Have you asked if she can move up a group? Has she done any hacking? That really changes things and brings new challenges. 

First stage would be to talk to the instructor though. Teaching should be a two way street.


----------



## Shay (15 December 2017)

Echo both of those.  In normal circumstances I would expect to see jumping - or at least pole work - introduced once the child is stable with an independent seat at canter.  There could be a range of reasons why this isn't happening for you, some of which you can control and some of which you can't.  But you won't know until you ask.  Kids are often rushed into canter and jump by RS's before they are really ready because that is what the parents want to see and I would applaud any school taking the decision to retain a child at a lower level if that was what the child needed.  But on the other hand if the matter is something else, such as lack of suitable animals, school space, or the pace of the group otherwise, then you need to know that and take appropriate action.


----------



## Pinkvboots (15 December 2017)

The lessons sound pretty basic she should be learning how to do circles and the instructor should be using the letter markers to intoduce basic transitions circles and changing of the rein in preparation for doing a dressage test almost, I have seen kids of 5 and 6 do intro dressage so it can be taught, I would find somewhere else to go for lessons.


----------



## Red-1 (15 December 2017)

I think fr a riding school group lesson this s pretty standard. Each pony will have several rides to do so the school will be saving them. 

Once your daughter is balanced and an steer round then she needs to start to engage the horse so the horse/pony works. They could not do this for several hours a day.

I bet you would get a different lesson if you started to have a private lesson on a weekday evening instead of a weekend group lesson.


----------



## Orangehorse (15 December 2017)

Agree with everyone else.

There is a little riding school locally that ONLY does indoor lessons, but they spend the first half hour on basic walk, trot, canter.  The second half hour is either jumping or games and the pupils have attainment certificates and will be moved up a level when ready.


----------



## Ambers Echo (15 December 2017)

That sounds like my old riding school when I was a kid - every lesson was EXACTLY the same for years. I can still remember it!! Whole ride walk, lead file trot to the rear of the ride till everyone had trotted. Change the rein. Repeat. Whole ride trot 
 for a while with a few changes of rein. Walk. Lead file canter to rear of ride. Repeat till everyone has cantered. Change rein. Repeat. Turn in and halt. Go over a small cavaletti one at a time till lesson ended. I never questioned it but eventually I went on holiday and had a lesson somewhere else and suddenly was doing all sorts - cantering circles, cantering past the ride, riding in open order, trotting poles and jumping. We never went back to that original  school after that! Some schools do seriously lack imagination!!


----------



## tim_ (18 December 2017)

My girls are 5 1/2 and have been riding for about 6 months now. They've just moved to the intermediate lesson. I've found that different instructors have got different things out of them, however, Saturday one my girls decided she was going to spend the first part of the lesson holding onto the saddle when trotting.. a metaphoric slap on the wrist was dealt out, no idea why she did this.

Mine being young aren't that strong so don't control as well as someone who's older. They have some knowledge but sometimes forgot to apply it. I'd like them to advance more, but as I'm not the instructor, that's for someone who is experienced in teaching to decide on.

If she's is ready then it could be the school. I'd suggest discussing it with them to see what they are planning. If you don't get a response that explains the progress/intentions you could try another lesson to see how she gets on?

» MATERIAL PROVIDED:
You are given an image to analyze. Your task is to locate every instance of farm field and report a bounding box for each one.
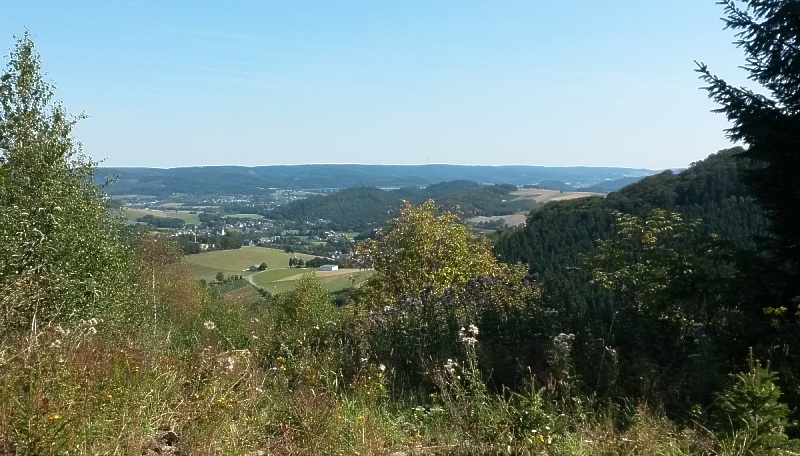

* * *

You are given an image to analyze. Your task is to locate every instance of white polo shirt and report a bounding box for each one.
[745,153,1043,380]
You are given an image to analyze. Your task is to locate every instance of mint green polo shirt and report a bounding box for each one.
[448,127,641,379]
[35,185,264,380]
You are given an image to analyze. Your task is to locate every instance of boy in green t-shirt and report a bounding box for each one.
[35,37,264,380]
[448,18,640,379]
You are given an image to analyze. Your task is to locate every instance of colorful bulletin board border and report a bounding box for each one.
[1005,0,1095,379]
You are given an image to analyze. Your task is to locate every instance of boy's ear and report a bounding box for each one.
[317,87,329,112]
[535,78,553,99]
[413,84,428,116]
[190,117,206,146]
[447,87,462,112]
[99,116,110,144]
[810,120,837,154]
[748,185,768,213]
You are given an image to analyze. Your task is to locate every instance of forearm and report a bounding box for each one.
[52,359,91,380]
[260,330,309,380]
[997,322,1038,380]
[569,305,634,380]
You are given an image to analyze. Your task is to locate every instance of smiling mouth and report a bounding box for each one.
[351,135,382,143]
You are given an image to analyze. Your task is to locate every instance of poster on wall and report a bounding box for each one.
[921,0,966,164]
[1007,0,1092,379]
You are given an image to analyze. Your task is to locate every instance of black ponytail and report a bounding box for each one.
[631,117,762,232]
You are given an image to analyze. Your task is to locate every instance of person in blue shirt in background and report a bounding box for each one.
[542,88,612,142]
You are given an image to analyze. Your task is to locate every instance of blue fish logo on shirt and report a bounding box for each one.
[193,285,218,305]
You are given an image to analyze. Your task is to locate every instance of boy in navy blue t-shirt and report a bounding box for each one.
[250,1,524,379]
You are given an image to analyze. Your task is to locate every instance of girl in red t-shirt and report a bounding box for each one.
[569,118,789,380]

» GIVEN TASK 1: In the riding school thread, what does the local indoor school that Orangehorse describes spend the second half hour of each lesson on?
» GIVEN TASK 2: Turn the paragraph of the riding school thread that begins "Echo both of those." into a short bulleted list that keeps its main points.
The records are not needed for any of this work.

» CORRECT OUTPUT 1: Jumping or games.

» CORRECT OUTPUT 2:
- Agrees with both earlier points.
- Jumping, or at least pole work, would normally be introduced once the child has a stable independent seat at canter.
- There could be several reasons this isn't happening. Some can be controlled and some can't, and the only way to find out is to ask.
- Riding schools often rush children into cantering and jumping before they are ready because parents want to see it. Keeping a child at a lower level when the child needs it deserves praise.
- If the cause is something else, such as a lack of suitable animals, limited school space, or the group's pace, the parent needs to know that and take appropriate action.